┌──
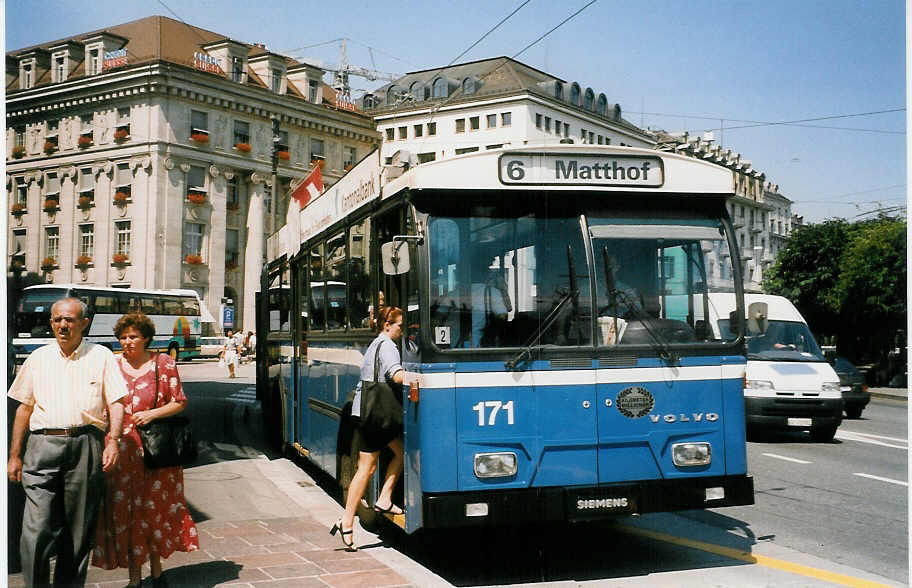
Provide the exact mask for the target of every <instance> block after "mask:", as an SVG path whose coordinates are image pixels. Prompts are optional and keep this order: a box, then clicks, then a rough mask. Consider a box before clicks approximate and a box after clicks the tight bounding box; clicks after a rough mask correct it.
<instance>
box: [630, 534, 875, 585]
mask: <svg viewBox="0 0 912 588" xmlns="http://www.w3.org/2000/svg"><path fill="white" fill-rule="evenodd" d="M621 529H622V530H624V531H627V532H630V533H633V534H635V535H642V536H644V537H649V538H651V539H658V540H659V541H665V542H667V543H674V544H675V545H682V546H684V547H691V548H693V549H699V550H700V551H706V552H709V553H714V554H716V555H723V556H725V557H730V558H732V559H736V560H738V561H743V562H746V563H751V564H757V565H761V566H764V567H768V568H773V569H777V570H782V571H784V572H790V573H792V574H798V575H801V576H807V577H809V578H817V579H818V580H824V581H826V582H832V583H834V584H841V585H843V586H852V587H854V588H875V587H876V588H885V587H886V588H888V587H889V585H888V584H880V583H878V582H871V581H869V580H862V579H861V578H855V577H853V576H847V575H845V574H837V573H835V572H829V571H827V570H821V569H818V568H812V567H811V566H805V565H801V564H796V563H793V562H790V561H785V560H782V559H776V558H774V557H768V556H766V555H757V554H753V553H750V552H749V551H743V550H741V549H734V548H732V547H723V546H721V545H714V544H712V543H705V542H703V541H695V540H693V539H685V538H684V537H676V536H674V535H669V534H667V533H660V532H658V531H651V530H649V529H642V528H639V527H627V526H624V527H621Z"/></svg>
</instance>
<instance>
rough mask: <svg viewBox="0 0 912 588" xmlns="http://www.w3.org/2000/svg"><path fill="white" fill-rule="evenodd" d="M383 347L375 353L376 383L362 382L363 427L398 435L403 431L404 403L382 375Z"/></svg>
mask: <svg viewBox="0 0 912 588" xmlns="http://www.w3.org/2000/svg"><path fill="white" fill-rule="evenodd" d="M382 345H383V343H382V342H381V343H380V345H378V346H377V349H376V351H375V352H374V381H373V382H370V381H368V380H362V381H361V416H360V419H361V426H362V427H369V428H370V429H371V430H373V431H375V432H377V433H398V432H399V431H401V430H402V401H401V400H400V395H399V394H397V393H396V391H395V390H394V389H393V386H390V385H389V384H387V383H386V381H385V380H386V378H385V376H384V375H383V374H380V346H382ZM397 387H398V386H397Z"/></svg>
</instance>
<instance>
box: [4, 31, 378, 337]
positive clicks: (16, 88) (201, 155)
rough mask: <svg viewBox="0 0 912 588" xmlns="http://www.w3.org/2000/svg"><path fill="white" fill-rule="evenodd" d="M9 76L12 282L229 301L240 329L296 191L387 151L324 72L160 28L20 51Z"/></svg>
└──
┌──
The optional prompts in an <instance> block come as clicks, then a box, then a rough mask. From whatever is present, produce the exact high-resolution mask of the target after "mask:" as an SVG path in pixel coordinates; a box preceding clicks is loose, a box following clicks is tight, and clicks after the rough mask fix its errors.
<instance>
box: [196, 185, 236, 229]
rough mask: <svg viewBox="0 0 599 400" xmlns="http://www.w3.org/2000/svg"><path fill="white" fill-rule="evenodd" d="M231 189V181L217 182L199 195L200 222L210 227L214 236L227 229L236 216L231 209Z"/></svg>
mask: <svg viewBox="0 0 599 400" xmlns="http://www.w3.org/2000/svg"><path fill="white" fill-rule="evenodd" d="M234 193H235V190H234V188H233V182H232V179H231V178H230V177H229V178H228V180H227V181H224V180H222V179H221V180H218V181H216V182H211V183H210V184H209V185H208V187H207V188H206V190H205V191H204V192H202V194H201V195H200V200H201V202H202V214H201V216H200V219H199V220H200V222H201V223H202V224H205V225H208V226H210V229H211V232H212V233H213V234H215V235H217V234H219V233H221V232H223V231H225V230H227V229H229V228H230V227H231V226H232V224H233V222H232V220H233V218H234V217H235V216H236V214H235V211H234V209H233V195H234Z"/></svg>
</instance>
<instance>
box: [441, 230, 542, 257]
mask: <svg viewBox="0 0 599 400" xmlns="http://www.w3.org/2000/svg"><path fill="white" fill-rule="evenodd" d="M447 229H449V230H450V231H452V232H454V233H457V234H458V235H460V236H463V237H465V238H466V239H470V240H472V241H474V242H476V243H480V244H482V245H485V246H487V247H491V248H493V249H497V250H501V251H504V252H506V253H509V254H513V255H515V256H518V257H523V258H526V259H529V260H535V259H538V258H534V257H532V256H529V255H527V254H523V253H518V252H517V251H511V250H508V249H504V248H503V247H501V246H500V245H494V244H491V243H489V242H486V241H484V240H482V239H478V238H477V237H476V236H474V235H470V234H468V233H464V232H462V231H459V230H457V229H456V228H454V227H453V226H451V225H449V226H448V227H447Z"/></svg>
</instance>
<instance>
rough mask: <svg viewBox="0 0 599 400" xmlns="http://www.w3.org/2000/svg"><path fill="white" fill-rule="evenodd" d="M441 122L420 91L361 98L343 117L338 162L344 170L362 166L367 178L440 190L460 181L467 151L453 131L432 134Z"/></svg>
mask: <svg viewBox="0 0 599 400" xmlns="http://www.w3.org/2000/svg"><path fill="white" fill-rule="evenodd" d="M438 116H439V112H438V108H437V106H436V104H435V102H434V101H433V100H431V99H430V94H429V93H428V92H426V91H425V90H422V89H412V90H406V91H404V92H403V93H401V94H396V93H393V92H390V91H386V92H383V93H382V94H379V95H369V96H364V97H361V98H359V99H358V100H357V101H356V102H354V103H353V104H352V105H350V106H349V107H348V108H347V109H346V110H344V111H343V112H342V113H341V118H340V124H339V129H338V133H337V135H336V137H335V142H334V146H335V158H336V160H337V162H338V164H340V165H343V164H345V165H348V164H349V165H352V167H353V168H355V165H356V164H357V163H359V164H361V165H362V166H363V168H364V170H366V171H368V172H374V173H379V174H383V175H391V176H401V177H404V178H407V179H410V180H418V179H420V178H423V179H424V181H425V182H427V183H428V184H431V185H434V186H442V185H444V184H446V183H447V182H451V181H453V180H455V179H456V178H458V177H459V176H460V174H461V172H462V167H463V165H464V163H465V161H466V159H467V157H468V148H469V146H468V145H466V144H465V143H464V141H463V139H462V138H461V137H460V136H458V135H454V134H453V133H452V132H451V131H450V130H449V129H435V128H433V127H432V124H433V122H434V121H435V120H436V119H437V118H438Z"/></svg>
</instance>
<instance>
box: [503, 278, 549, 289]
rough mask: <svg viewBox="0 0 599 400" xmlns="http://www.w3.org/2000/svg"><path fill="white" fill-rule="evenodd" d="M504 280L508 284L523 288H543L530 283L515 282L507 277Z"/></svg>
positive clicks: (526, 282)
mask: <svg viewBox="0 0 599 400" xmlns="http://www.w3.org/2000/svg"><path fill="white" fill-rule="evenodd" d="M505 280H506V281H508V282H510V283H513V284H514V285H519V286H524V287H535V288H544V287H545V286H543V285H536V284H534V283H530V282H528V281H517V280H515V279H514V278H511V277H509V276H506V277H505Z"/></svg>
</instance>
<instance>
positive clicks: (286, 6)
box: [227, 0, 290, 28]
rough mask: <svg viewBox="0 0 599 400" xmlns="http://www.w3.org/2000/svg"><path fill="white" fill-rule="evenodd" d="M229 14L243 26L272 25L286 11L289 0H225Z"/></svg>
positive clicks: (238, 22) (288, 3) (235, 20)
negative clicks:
└──
**ACTIVITY:**
For the word "exact", find every line in the data that holds it and copy that line.

**RESULT OF THE TASK:**
Provide the exact mask for the target of every <instance> block after "mask:", as an SVG path whose coordinates are image pixels. Prompts are optional and keep this order: a box, then clicks, then a rough mask. Consider a box before clicks approximate and a box after clicks the tight bounding box; clicks after a rough mask correct it.
The optional prompts in an <instance> block come as clicks, then a box, then a rough mask. From whatever is present, produce the exact high-resolution mask of the target after "mask:" as an SVG path in pixel coordinates; a box preceding clicks is loose, a box following clicks is tight, and clicks after the rough mask fix its errors.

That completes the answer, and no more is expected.